The problem
Each line below has to be output exactly, from first to last.

Input material: Begin

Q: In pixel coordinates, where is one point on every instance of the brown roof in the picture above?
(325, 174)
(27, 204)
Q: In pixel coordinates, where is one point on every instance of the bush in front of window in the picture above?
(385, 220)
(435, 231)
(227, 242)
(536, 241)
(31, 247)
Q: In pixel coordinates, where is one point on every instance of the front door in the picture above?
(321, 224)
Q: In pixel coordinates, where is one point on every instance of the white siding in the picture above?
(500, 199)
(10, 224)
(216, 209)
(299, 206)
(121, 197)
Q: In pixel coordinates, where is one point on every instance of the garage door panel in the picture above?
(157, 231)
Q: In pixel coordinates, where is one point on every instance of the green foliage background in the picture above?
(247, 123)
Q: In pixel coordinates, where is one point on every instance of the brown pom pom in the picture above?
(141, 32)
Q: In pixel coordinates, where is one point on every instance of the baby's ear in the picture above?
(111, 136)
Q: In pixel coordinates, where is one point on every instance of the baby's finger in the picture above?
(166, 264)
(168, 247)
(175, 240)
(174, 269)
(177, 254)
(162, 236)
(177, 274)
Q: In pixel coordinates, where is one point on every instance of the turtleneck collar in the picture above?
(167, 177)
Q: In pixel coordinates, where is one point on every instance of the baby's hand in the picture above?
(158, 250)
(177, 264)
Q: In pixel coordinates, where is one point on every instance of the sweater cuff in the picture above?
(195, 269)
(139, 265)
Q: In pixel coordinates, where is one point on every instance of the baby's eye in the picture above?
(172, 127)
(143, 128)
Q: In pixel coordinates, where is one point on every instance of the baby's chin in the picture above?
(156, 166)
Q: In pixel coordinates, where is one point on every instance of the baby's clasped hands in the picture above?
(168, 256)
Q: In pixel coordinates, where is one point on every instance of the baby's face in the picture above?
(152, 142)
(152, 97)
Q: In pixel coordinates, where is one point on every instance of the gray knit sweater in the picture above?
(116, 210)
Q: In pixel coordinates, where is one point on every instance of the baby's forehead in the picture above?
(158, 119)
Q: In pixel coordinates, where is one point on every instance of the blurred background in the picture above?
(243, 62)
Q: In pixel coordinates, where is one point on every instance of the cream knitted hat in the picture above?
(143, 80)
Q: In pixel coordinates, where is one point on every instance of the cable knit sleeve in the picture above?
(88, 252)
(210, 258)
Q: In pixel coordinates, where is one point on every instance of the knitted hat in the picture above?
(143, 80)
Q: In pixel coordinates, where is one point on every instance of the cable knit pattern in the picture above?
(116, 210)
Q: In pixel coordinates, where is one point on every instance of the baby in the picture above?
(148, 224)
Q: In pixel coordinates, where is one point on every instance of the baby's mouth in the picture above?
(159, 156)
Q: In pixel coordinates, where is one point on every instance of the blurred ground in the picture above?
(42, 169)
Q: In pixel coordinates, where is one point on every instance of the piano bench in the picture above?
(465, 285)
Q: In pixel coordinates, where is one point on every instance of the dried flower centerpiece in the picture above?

Input material: End

Written answer
Q: In pixel coordinates, where is one point on every instance of the brown roof in the picture above?
(325, 174)
(27, 204)
Q: In pixel coordinates, where is one point on every instance of the bush in front of window in the picture above?
(385, 220)
(435, 231)
(227, 242)
(536, 241)
(31, 247)
Q: In pixel coordinates, where is one point on every instance of the front door in the picture above?
(321, 224)
Q: In pixel coordinates, where is one point on every instance of the white siding in the picture above?
(500, 199)
(10, 224)
(216, 209)
(299, 206)
(121, 197)
Q: In pixel coordinates, where is one point on every instance of the garage door panel in the picture above?
(157, 231)
Q: In pixel coordinates, where is one point on every instance of the green foliage background in the picture above?
(247, 123)
Q: In pixel coordinates, where is one point on every instance of the brown pom pom in the picture above?
(141, 32)
Q: In pixel coordinates, where is one point on every instance of the baby's ear in the picture above?
(111, 136)
Q: In pixel coordinates, where is one point on every instance of the baby's finger in the picture above?
(166, 264)
(168, 247)
(175, 240)
(174, 269)
(177, 254)
(162, 236)
(177, 274)
Q: In pixel coordinates, where is one point on every instance of the turtleneck collar in the picture above?
(167, 177)
Q: In pixel coordinates, where is one point on every instance of the baby's hand in the picture above?
(158, 250)
(177, 264)
Q: In pixel coordinates, where is one point on every instance of the sweater cuff in the picture above?
(195, 269)
(139, 265)
Q: In pixel coordinates, where is one point on every instance of the baby's eye in the picture above?
(172, 127)
(143, 128)
Q: In pixel coordinates, where is one point on every instance of the baby's chin in the picture above?
(156, 166)
Q: In pixel coordinates, where is one point on every instance of the baby's clasped hands in the picture above?
(168, 256)
Q: In pixel coordinates, where is one point on every instance of the baby's face in the picture above?
(152, 142)
(152, 97)
Q: In pixel coordinates, where is one point on every instance of the gray knit sweater in the picture above?
(116, 210)
Q: In pixel coordinates, where is one point on every instance of the baby's forehead in the picture above?
(158, 119)
Q: In pixel coordinates, where is one point on every instance of the blurred background in the picture above?
(243, 62)
Q: In pixel coordinates, where is one point on every instance of the cream knitted hat in the picture above?
(143, 80)
Q: In pixel coordinates, where is one point on every instance of the cable knit sleeve in the picture above?
(88, 252)
(210, 258)
Q: In pixel coordinates, where is one point on every instance of the knitted hat in the picture above?
(143, 80)
Q: In pixel coordinates, where is one point on every instance of the cable knit pattern in the picture above?
(116, 210)
Q: In pixel coordinates, where is one point on every instance of the baby in the picture above?
(148, 224)
Q: In pixel coordinates, where is one point on every instance of the baby's mouth in the picture above?
(159, 156)
Q: In pixel coordinates, where is one point on every instance of the blurred ground in the picture above?
(42, 169)
Q: In pixel coordinates, where is one point on every instance of the piano bench in the picture above?
(465, 285)
Q: In pixel coordinates, where is one point on every instance of the dried flower centerpiece in the picture above?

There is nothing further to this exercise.